+++ RECORDED DATA

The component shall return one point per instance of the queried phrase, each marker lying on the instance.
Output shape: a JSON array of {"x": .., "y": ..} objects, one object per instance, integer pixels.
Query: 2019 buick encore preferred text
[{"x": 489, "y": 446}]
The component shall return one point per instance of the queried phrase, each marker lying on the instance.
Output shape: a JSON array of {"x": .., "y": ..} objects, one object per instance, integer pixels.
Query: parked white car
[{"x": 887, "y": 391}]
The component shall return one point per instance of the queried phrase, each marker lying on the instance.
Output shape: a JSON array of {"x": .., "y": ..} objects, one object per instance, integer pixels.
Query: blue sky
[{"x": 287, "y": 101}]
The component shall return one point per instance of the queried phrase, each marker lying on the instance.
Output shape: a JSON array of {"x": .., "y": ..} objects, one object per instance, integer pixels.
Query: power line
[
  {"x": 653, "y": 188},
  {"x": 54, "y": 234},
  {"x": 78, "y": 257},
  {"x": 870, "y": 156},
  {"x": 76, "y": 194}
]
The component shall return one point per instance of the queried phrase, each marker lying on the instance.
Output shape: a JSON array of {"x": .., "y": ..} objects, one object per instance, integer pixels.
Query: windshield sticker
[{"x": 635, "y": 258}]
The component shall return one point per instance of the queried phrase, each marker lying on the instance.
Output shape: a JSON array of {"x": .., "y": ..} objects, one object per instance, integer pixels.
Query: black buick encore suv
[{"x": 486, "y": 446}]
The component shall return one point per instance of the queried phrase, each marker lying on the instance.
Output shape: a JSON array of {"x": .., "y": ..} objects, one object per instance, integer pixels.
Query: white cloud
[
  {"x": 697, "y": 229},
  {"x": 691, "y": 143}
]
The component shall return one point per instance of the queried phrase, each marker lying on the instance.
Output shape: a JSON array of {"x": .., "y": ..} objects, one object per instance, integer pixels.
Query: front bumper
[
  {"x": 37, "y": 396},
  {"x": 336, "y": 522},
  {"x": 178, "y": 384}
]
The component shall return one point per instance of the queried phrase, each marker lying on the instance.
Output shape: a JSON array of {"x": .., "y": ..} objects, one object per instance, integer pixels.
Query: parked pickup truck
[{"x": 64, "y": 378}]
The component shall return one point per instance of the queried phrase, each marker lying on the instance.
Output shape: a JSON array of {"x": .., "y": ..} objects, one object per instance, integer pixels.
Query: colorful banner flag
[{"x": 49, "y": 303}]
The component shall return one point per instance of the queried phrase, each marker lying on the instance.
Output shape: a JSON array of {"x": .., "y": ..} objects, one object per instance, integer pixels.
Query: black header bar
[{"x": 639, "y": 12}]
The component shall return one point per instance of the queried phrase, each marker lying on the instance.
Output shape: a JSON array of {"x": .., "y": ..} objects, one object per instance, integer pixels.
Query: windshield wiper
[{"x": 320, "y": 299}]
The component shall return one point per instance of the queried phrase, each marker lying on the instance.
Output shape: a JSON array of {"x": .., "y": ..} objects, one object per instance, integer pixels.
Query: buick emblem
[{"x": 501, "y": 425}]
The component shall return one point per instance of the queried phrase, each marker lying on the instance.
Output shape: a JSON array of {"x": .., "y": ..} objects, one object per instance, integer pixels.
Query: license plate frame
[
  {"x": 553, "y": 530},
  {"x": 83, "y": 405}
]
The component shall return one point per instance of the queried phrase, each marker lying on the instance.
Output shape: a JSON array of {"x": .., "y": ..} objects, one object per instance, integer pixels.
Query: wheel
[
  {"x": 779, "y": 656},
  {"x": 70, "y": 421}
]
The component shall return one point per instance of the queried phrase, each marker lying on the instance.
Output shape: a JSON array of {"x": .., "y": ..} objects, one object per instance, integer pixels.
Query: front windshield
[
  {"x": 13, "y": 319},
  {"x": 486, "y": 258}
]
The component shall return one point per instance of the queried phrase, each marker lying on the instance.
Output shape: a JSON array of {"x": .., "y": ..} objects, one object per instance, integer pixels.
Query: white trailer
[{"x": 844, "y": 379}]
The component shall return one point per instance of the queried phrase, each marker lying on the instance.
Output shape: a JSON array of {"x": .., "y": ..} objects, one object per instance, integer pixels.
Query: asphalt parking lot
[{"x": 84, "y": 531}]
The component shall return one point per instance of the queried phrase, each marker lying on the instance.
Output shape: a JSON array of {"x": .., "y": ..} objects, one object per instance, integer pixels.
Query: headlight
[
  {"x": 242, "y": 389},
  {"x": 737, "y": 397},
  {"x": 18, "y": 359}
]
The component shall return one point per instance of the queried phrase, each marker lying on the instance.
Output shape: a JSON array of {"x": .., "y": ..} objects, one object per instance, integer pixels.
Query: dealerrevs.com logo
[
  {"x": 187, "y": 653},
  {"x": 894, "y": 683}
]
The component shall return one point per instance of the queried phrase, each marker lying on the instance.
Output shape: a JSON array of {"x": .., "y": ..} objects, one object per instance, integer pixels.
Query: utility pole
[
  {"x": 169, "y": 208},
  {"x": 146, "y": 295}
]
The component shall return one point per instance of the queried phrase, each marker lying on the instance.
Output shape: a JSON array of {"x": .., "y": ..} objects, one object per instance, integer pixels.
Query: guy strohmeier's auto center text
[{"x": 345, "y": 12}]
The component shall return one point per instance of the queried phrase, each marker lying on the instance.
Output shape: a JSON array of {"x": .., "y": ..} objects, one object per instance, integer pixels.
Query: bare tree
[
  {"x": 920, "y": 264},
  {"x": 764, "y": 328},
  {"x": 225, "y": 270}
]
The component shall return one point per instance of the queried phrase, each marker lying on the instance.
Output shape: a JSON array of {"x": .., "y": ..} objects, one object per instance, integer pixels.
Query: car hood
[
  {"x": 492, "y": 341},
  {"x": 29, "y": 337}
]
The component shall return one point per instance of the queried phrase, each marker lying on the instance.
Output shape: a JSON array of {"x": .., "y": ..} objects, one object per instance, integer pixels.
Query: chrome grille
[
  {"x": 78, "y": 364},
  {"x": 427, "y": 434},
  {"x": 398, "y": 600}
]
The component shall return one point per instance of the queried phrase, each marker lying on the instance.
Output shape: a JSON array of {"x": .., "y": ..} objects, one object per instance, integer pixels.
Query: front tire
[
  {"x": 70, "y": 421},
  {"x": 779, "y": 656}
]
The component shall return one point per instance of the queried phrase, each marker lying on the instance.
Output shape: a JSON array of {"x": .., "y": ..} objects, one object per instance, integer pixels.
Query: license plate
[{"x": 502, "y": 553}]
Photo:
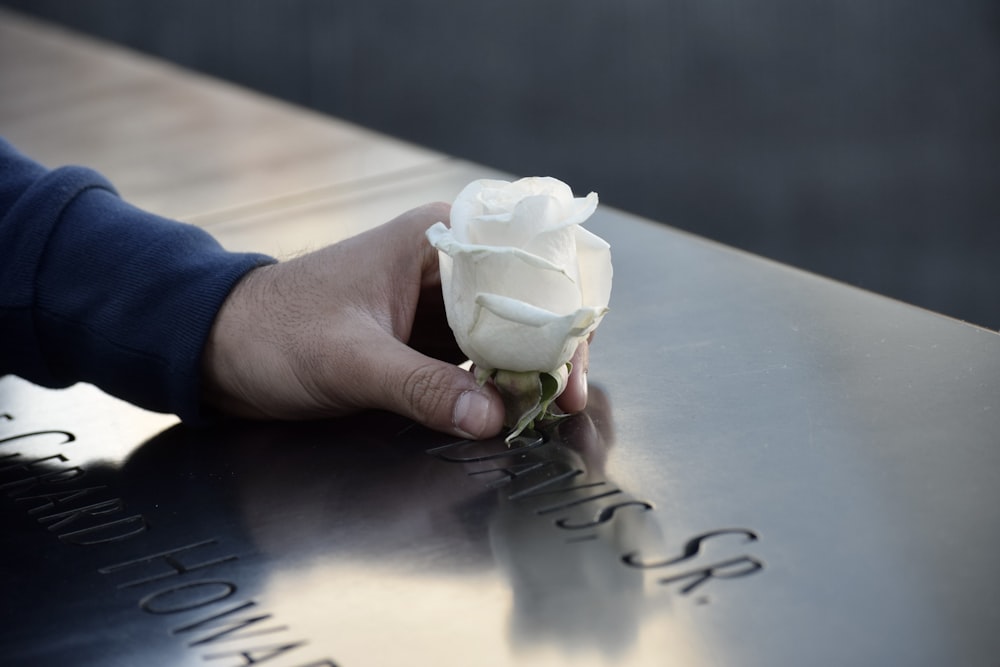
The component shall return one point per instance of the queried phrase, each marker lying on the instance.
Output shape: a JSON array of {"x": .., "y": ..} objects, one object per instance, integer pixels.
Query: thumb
[{"x": 437, "y": 394}]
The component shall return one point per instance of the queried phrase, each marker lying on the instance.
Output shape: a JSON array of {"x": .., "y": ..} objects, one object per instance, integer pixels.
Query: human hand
[{"x": 356, "y": 325}]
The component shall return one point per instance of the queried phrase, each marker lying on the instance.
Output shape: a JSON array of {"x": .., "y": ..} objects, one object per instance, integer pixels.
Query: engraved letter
[
  {"x": 64, "y": 519},
  {"x": 172, "y": 561},
  {"x": 183, "y": 591},
  {"x": 604, "y": 515},
  {"x": 69, "y": 436},
  {"x": 691, "y": 549},
  {"x": 715, "y": 572},
  {"x": 256, "y": 655},
  {"x": 229, "y": 626},
  {"x": 101, "y": 533}
]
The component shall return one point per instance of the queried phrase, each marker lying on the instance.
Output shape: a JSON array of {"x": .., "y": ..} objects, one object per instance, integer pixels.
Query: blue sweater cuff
[{"x": 99, "y": 291}]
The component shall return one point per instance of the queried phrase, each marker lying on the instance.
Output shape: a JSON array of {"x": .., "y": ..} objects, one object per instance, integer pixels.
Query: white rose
[{"x": 523, "y": 282}]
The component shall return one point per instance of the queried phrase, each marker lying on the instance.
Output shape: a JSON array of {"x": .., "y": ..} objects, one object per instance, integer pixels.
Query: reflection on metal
[{"x": 774, "y": 469}]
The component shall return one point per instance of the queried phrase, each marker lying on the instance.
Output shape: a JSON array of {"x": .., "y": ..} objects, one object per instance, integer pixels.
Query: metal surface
[
  {"x": 774, "y": 470},
  {"x": 848, "y": 442}
]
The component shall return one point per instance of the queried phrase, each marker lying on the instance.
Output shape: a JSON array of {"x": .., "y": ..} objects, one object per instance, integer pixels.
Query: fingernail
[{"x": 472, "y": 409}]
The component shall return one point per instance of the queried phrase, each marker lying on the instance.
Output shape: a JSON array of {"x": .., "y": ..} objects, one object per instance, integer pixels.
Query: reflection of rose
[{"x": 523, "y": 282}]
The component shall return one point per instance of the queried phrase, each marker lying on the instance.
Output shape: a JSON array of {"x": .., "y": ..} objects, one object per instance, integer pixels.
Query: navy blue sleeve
[{"x": 95, "y": 290}]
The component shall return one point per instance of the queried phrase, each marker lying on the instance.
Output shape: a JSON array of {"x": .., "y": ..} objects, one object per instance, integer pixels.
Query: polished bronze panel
[{"x": 774, "y": 469}]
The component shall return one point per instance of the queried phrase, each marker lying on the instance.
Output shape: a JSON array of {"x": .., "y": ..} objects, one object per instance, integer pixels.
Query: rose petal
[{"x": 595, "y": 270}]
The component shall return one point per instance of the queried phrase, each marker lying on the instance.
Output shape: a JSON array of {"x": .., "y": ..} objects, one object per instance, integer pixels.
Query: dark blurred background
[{"x": 859, "y": 139}]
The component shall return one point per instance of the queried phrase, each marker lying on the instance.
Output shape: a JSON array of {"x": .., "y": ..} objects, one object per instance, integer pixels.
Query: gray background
[{"x": 859, "y": 139}]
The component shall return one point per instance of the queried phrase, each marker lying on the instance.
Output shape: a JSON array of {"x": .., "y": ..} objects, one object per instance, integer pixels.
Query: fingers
[
  {"x": 436, "y": 394},
  {"x": 574, "y": 396}
]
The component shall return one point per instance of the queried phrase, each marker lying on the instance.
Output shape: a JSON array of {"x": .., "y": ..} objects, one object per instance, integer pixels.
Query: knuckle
[{"x": 425, "y": 391}]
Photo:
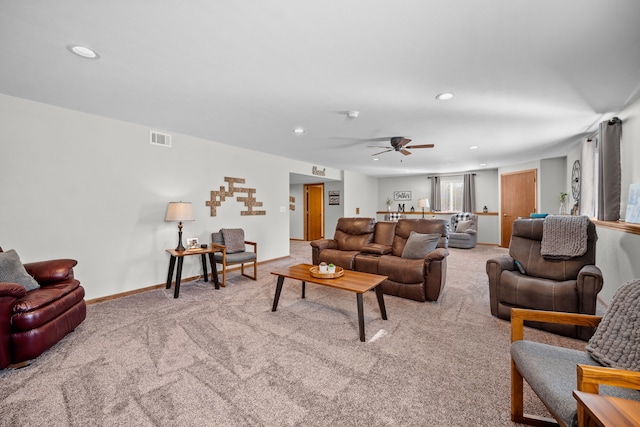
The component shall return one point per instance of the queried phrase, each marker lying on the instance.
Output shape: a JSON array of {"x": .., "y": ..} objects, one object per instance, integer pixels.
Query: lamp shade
[
  {"x": 423, "y": 203},
  {"x": 179, "y": 211}
]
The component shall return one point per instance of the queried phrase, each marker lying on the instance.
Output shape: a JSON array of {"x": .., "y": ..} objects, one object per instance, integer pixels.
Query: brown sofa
[
  {"x": 362, "y": 244},
  {"x": 32, "y": 322},
  {"x": 566, "y": 285}
]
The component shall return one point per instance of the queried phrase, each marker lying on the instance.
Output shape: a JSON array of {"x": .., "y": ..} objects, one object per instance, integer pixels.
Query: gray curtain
[
  {"x": 436, "y": 203},
  {"x": 469, "y": 193},
  {"x": 609, "y": 170}
]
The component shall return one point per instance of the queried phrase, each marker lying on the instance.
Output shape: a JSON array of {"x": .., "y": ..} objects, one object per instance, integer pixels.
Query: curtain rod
[{"x": 451, "y": 174}]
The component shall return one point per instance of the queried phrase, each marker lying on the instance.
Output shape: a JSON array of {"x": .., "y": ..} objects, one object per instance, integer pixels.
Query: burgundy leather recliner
[{"x": 32, "y": 322}]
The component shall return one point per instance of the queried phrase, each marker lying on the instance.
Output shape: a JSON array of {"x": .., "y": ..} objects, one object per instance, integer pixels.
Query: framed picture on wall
[
  {"x": 402, "y": 196},
  {"x": 334, "y": 197}
]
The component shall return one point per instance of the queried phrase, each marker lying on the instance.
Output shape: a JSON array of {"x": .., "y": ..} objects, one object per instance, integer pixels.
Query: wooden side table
[
  {"x": 179, "y": 255},
  {"x": 607, "y": 411}
]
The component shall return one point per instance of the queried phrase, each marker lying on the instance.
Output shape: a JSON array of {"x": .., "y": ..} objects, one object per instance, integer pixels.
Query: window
[{"x": 451, "y": 193}]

++++++

### DESCRIPTION OF THE TASK
Return every line of the material that contains the word "metal".

### PROBLEM SOLUTION
Query: reflection on metal
Query: metal surface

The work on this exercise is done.